___ Recorded information
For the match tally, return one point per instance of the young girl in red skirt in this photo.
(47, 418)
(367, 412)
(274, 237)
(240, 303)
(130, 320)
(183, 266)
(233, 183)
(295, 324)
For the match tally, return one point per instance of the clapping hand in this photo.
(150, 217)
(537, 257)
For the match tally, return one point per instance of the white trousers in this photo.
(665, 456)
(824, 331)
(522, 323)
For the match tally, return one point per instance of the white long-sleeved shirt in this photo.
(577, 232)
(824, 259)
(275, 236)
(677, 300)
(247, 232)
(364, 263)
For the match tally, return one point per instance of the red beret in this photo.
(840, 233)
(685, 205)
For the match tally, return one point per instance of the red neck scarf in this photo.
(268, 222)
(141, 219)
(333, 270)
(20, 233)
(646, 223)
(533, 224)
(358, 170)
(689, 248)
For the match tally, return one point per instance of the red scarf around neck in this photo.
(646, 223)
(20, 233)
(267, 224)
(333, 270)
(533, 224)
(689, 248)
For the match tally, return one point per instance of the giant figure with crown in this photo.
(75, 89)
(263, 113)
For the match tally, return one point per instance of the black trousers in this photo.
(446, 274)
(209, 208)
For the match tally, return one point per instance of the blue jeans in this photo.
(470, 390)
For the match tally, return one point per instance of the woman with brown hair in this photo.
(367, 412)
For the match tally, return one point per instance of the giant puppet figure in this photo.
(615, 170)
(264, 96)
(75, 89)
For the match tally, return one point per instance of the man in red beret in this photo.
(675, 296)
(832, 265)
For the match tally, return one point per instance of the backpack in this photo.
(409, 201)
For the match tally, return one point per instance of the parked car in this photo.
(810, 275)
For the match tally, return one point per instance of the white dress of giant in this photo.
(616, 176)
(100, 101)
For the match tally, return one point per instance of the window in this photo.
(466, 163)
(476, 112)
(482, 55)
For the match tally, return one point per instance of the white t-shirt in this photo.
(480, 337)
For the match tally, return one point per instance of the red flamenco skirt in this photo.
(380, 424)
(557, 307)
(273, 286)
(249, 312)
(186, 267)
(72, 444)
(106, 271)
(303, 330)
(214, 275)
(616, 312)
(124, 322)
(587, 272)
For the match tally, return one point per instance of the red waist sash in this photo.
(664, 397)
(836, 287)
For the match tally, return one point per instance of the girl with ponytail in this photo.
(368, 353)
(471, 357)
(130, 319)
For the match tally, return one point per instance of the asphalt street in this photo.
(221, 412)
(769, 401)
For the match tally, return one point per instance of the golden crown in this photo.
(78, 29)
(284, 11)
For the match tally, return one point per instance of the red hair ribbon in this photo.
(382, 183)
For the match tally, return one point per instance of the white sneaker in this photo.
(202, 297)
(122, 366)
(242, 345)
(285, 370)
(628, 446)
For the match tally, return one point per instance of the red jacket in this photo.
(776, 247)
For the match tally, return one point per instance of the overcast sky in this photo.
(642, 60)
______
___ Recorded information
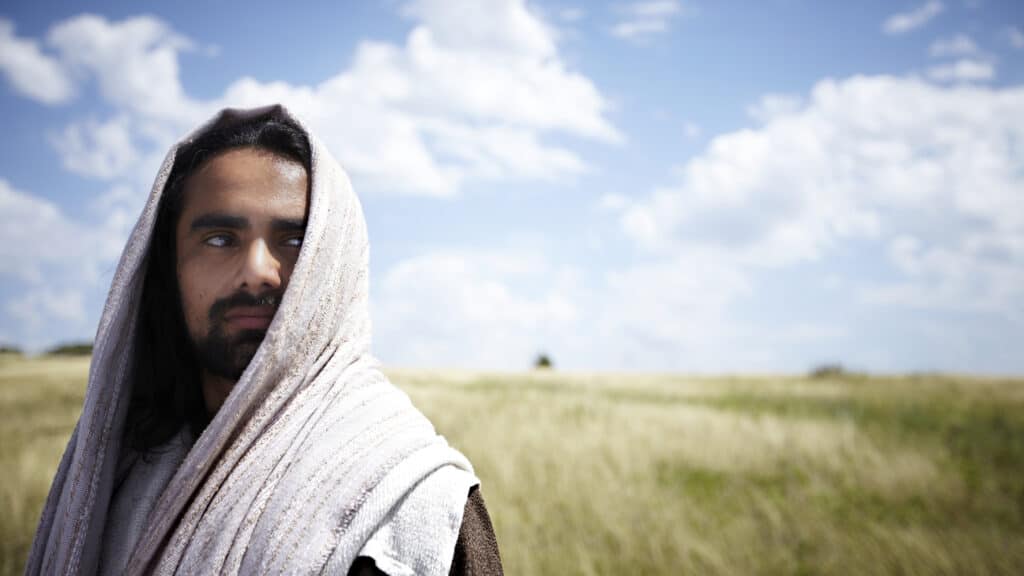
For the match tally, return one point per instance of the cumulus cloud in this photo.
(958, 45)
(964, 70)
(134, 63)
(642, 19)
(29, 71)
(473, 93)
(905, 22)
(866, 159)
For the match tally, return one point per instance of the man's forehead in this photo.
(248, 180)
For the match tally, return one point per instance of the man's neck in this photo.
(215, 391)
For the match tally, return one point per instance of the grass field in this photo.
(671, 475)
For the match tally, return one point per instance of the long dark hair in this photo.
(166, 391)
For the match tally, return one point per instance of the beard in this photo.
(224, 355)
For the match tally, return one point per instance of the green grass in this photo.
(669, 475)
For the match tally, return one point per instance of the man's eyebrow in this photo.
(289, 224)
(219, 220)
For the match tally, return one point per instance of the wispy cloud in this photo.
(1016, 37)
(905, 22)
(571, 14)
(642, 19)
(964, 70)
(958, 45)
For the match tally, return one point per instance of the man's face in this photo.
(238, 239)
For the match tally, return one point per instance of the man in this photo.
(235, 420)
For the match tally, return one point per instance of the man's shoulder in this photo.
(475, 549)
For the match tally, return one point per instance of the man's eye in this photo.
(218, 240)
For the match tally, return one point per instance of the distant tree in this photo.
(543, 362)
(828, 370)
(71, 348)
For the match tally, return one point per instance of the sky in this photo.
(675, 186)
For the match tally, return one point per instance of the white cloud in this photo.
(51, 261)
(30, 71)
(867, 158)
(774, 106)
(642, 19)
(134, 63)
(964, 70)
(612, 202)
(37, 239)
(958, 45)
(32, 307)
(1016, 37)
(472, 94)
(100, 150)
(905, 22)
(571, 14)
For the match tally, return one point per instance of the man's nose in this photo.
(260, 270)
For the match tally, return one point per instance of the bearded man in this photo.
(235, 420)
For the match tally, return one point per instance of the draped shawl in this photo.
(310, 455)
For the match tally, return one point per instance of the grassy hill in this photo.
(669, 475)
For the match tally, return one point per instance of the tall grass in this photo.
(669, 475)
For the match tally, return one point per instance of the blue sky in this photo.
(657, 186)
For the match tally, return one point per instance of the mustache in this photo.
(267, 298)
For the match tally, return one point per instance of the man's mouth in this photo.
______
Above are the records; from them, give again exactly the lines from the one containing "the sky in this photo." through the one containing "mouth in this photo.", both included.

For the match tally, return one point per instance of the sky in this photo.
(675, 186)
For the match tally, return one point per instance of the white cloud in this photo.
(51, 261)
(30, 71)
(867, 158)
(774, 106)
(642, 19)
(134, 63)
(964, 70)
(612, 202)
(37, 239)
(958, 45)
(32, 307)
(1016, 37)
(472, 94)
(100, 150)
(905, 22)
(571, 14)
For the match tally, return one point per instance of the man's nose in this photo.
(260, 270)
For the match tally, return one point per instance of the bearded man in this photo.
(235, 420)
For the match tally, return one point per instance of the draped shawl in this photo.
(310, 455)
For the match tally, return one point per instance of the grassy hill in this photo.
(669, 475)
For the match tally, return one point per instance of the tall grass in this photo.
(669, 475)
For the match tally, return one point per instance of the blue sky in this photo.
(657, 186)
For the match tally, return one point per instance of the mustache in this photo.
(267, 298)
For the match tally, return one point per instance of the man's mouth in this photo.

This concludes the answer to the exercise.